Return only this: the line with "on the utility" and all the lines that follow it below, through the final one, exactly as they are.

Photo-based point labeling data
Begin

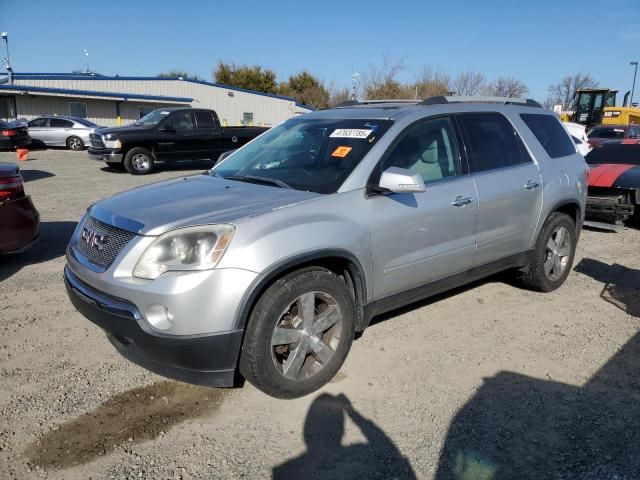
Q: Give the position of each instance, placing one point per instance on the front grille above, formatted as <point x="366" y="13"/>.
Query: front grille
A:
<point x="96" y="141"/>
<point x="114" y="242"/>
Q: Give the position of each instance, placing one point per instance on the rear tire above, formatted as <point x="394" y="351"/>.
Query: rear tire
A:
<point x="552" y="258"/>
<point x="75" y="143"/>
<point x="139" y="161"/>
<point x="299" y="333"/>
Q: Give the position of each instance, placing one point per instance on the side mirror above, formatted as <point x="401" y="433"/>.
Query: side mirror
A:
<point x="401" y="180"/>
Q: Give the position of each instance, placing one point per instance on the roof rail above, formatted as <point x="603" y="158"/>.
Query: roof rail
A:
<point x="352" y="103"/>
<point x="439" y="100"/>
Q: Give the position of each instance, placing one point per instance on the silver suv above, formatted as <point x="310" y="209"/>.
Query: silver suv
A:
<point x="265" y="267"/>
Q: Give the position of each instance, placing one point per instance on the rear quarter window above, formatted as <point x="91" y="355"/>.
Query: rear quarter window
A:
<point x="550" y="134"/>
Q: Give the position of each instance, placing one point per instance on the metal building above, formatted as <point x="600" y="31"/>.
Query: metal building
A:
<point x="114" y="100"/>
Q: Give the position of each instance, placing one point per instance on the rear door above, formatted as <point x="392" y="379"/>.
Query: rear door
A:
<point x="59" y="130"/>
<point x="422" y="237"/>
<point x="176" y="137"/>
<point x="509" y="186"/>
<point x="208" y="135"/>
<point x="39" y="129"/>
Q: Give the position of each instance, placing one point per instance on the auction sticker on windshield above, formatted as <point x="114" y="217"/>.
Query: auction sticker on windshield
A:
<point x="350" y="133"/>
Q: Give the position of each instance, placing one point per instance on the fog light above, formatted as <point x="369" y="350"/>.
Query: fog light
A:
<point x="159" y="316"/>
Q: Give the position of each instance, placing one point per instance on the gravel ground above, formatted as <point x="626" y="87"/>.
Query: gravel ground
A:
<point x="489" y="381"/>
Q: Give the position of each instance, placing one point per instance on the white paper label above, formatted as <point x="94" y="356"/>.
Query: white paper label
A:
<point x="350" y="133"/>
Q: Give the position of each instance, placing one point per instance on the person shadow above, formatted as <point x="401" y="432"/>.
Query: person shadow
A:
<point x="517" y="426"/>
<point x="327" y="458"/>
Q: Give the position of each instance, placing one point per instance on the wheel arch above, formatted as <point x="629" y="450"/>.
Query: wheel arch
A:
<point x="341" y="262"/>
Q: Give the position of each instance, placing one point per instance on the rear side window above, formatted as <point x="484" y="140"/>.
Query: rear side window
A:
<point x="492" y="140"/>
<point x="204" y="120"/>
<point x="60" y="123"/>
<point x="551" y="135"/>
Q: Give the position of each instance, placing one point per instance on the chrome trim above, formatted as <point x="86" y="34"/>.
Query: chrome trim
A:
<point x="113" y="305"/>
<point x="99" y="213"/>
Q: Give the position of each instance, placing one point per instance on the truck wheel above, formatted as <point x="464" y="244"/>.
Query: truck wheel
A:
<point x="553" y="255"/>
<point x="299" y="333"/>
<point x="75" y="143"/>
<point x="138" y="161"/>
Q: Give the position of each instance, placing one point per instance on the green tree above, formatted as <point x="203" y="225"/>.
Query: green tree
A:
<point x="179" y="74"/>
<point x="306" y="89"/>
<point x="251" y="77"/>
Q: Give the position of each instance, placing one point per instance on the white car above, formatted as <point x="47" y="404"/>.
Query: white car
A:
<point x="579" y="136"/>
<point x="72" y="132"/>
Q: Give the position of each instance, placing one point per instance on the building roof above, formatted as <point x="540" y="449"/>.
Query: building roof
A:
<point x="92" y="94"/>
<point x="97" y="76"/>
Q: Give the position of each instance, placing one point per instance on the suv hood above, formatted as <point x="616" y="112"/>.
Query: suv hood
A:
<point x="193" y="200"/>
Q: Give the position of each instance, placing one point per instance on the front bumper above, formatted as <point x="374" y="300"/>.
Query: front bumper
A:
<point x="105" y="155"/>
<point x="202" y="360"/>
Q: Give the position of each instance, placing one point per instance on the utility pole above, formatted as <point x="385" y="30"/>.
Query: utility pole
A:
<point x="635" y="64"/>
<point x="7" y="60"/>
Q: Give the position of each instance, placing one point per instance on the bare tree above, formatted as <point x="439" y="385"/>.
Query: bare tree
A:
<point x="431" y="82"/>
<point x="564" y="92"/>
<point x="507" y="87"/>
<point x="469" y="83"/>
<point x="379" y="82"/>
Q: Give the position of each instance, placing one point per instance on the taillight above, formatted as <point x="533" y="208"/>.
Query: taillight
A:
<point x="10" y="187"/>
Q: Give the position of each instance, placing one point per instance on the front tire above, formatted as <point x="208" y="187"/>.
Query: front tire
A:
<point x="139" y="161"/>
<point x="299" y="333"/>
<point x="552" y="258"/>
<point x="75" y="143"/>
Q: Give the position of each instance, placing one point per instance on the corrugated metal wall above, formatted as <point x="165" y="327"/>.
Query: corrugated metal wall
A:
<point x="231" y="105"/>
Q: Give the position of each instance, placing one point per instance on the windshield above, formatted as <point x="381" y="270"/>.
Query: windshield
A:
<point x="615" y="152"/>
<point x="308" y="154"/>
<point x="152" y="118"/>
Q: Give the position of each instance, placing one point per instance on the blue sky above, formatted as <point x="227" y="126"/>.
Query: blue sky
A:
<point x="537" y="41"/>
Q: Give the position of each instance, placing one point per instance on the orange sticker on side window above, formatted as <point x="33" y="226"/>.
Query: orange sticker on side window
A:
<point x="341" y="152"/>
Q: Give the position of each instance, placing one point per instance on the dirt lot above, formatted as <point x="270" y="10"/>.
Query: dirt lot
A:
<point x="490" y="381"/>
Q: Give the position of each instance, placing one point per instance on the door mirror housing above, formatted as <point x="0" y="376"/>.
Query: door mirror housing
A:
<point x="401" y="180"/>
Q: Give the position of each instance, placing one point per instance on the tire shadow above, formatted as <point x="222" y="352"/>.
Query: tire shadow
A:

End

RESULT OF THE TASK
Q: Give the position of each instance, placing one point per instance on the utility pole above, formatted as <point x="385" y="30"/>.
Query: utility pole
A:
<point x="635" y="64"/>
<point x="7" y="60"/>
Q: Give the position of each instance, placing one point per instance on the bare tree above, formatted as <point x="439" y="385"/>.
Query: bare tree
A:
<point x="431" y="82"/>
<point x="564" y="92"/>
<point x="507" y="87"/>
<point x="469" y="83"/>
<point x="379" y="82"/>
Q: Give the position of each instance, placing one point per instance on the taillight above, formatted as <point x="533" y="208"/>.
Query: taillight
A:
<point x="10" y="187"/>
Q: Give the position of each instance, placing one point per instance on the front tire above, formatted as <point x="208" y="187"/>.
Query: front tire
A:
<point x="139" y="161"/>
<point x="299" y="333"/>
<point x="552" y="258"/>
<point x="75" y="143"/>
Q: Give the position of each instance, placing one point per instance on the corrugated metal wall above, formatted as <point x="165" y="327"/>.
Query: corrugated metal wall
A:
<point x="231" y="105"/>
Q: Give the position of each instance, placing one point per instance on the windshield above, formatted as <point x="381" y="270"/>.
Query: windshield
A:
<point x="615" y="152"/>
<point x="308" y="154"/>
<point x="152" y="118"/>
Q: Give the position of each instance, placing one point per instance on the blue sky above, formatted as <point x="227" y="126"/>.
Query: blue sky
A:
<point x="537" y="41"/>
Q: Give the position of each instance, placing one point per instance on the orange sticker on side window above, formatted as <point x="33" y="226"/>.
Query: orange sticker on side window
A:
<point x="341" y="152"/>
Q: Give the position of each instance, placing one point per instance on the dirt lot above, formatted as <point x="270" y="10"/>.
Query: dirt lot
A:
<point x="490" y="381"/>
Q: Give the position of each instance, placing one point per instance on the door mirror housing above, formatted as <point x="0" y="376"/>.
Query: door mirror housing
A:
<point x="401" y="180"/>
Q: Give the position of each instance, placing one point per instance on the tire shadow above, formatted as <point x="222" y="352"/>.
Query: tire shadow
A:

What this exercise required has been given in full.